Text to read:
══════════════════════════════
UNITED STATES DISTRICT COURT WESTERN DISTRICT OF TEXAS SAN ANTONIO DIVISION

MARY ANN ALVARADO,

Plaintiff,

v. Case No. SA-19-CV-0106-JKP

TEXAS HEALTH AND HUMAN SERVICES COMMISSION (THHSC), Operating as the San Antonio State Supported Living Center, et al.,

Defendants.

MEMORANDUM OPINION AND ORDER In this employment case, Plaintiff alleges that her former employer, Texas Health and Hu- man Services Commission (“THHSC”), terminated her employment in retaliation for her taking protected activity. Plaintiff further alleges that her former supervisor, Cheryl Rhodes, violated her procedural due process rights. Before the Court is Defendants’ Motion for Summary Judgment (ECF No. 72) and Plaintiff’s Motion for Partial Summary Judgment (ECF No. 74). Plaintiff has filed a response (ECF No. 79) to defendant’s motion; Defendant Cheryl Rhodes has filed a re- sponse (ECF No. 75) to plaintiff’s motion; and Defendants have jointly filed a reply (ECF No. 81) in support of their motion. Both sides have submitted evidence.1 After considering the motions, related briefing, relevant evidence, and the applicable law the Court grants Defendants’ motion and denies Plaintiff’s motion as set forth herein.
══════════════════════════════
Listing:
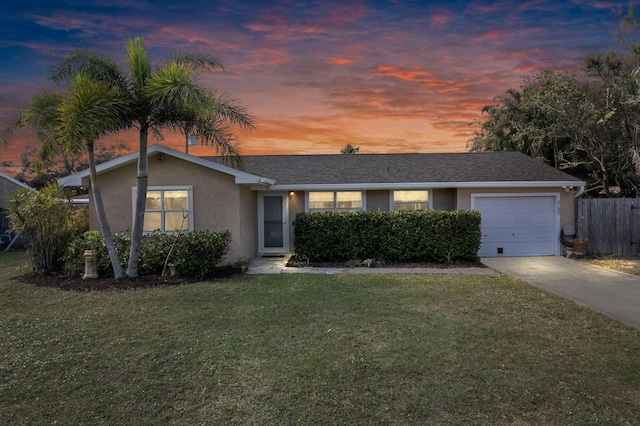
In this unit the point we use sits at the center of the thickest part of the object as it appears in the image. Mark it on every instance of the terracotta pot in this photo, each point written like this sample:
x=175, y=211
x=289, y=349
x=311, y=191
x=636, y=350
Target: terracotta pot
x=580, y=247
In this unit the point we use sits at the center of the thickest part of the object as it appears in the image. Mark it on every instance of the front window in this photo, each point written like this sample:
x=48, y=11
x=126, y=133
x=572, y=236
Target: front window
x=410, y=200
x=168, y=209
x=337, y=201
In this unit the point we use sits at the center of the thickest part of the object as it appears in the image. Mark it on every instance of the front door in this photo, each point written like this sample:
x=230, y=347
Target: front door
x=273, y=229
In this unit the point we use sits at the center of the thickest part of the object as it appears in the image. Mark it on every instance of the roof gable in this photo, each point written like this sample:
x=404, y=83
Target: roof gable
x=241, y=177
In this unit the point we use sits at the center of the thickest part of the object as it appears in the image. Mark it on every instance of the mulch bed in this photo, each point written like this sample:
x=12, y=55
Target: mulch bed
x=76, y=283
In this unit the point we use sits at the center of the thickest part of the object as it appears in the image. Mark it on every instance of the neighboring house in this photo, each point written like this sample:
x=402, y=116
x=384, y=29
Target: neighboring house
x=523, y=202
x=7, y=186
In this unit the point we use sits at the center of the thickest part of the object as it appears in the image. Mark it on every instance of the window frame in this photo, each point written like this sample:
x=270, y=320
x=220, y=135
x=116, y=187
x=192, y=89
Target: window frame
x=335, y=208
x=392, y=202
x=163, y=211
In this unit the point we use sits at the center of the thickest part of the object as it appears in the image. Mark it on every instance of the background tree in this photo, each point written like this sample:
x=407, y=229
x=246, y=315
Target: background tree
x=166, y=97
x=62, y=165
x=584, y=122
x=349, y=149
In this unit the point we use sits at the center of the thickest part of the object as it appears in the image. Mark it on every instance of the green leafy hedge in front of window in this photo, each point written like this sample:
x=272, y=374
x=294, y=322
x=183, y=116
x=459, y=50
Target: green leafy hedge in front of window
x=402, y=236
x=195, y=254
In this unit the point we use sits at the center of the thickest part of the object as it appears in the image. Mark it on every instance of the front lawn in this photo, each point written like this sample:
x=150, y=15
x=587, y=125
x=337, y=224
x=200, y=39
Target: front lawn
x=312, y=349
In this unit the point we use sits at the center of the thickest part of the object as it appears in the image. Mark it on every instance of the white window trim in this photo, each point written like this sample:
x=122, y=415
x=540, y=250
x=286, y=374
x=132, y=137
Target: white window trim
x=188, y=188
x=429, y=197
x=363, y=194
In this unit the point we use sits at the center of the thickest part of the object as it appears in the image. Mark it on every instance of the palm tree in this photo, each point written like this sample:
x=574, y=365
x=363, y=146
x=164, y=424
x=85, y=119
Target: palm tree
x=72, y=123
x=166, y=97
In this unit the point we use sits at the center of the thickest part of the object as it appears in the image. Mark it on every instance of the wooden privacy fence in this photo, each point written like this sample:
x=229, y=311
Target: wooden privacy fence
══════════════════════════════
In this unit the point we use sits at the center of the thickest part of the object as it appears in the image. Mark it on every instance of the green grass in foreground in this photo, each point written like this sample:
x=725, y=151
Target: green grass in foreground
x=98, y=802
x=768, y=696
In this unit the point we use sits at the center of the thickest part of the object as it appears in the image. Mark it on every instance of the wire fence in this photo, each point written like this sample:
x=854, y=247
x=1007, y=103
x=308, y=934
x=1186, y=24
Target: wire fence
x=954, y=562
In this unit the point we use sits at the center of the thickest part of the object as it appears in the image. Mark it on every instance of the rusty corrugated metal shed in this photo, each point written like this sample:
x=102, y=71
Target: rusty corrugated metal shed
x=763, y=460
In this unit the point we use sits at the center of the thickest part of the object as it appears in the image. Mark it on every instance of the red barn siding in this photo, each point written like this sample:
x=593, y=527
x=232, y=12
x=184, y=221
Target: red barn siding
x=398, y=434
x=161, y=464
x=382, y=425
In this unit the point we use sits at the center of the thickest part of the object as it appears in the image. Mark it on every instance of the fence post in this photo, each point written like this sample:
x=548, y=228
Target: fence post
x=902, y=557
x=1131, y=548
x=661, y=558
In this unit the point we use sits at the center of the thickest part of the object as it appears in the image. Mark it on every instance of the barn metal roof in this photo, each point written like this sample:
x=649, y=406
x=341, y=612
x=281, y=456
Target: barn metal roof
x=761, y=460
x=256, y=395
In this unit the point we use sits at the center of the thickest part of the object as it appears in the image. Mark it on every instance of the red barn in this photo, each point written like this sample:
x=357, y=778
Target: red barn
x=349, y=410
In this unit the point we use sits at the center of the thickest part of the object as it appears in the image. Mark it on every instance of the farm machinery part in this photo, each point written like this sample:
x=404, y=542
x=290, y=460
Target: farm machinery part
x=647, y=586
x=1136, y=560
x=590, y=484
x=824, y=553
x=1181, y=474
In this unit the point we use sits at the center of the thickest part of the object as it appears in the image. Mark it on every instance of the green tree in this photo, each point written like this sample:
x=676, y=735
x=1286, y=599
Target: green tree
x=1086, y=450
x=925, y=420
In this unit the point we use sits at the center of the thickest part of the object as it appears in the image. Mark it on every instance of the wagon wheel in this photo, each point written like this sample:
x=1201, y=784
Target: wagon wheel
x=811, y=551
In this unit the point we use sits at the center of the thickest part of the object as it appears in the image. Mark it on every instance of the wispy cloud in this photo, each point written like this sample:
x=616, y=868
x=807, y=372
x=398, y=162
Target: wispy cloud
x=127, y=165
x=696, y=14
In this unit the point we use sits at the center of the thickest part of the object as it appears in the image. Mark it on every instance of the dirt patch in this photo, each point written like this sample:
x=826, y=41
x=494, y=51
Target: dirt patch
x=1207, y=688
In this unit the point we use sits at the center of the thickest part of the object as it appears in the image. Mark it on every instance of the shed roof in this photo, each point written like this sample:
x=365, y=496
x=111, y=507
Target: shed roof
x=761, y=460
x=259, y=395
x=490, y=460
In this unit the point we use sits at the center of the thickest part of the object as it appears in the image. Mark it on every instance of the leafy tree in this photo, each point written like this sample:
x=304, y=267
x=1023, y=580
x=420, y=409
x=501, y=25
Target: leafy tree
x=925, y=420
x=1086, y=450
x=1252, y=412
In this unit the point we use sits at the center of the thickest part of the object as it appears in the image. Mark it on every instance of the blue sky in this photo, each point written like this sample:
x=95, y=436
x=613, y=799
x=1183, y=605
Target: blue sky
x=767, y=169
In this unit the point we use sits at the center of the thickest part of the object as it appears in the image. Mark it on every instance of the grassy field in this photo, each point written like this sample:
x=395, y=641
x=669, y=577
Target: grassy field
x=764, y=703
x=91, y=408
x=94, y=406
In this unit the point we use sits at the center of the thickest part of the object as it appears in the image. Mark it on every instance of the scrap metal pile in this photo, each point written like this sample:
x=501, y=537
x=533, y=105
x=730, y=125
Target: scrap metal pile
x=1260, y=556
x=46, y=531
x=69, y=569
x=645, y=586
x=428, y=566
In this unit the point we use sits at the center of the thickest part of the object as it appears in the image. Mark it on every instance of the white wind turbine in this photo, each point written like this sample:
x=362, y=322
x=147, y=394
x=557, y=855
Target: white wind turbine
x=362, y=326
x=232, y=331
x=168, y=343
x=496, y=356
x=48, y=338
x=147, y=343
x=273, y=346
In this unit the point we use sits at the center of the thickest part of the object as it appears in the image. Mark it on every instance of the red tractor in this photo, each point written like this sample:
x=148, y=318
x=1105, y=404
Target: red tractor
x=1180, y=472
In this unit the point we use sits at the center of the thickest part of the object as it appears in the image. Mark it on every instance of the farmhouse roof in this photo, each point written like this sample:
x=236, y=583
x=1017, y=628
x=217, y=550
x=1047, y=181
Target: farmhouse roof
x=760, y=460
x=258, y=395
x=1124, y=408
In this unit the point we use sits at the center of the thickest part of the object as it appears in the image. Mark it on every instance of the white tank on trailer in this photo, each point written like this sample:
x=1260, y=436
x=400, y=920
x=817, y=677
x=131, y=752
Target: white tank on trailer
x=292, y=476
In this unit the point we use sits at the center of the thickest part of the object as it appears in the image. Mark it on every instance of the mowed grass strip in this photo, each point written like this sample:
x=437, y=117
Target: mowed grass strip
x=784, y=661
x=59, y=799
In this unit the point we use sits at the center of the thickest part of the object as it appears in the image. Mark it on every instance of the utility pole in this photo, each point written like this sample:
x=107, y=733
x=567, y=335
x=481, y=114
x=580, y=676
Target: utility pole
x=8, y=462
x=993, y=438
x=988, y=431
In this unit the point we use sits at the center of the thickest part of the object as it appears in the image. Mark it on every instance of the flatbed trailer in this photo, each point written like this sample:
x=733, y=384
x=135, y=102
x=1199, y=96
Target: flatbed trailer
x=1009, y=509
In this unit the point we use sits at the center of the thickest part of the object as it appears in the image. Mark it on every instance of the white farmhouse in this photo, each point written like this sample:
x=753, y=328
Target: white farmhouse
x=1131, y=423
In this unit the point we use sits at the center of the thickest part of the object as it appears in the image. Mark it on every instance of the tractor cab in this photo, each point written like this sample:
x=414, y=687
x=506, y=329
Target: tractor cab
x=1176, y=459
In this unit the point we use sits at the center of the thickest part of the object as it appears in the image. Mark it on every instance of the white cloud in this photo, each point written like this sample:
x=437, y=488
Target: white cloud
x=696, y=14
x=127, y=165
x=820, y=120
══════════════════════════════
Task list:
- 1) Answer these questions using the court opinion:
(a) What is the case number?
(b) Who was Plaintiff's former supervisor?
(c) What ECF number does Defendants' Motion for Summary Judgment carry?
- 2) Write out the part of the court opinion starting at "UNITED STATES DISTRICT" and ending at "Defendants.".
The data has no connection to the court opinion.

Results:
- 1)
(a) SA-19-CV-0106-JKP
(b) Cheryl Rhodes
(c) ECF No. 72

- 2)
UNITED STATES DISTRICT COURT WESTERN DISTRICT OF TEXAS SAN ANTONIO DIVISION

MARY ANN ALVARADO,

Plaintiff,

v. Case No. SA-19-CV-0106-JKP

TEXAS HEALTH AND HUMAN SERVICES COMMISSION (THHSC), Operating as the San Antonio State Supported Living Center, et al.,

Defendants.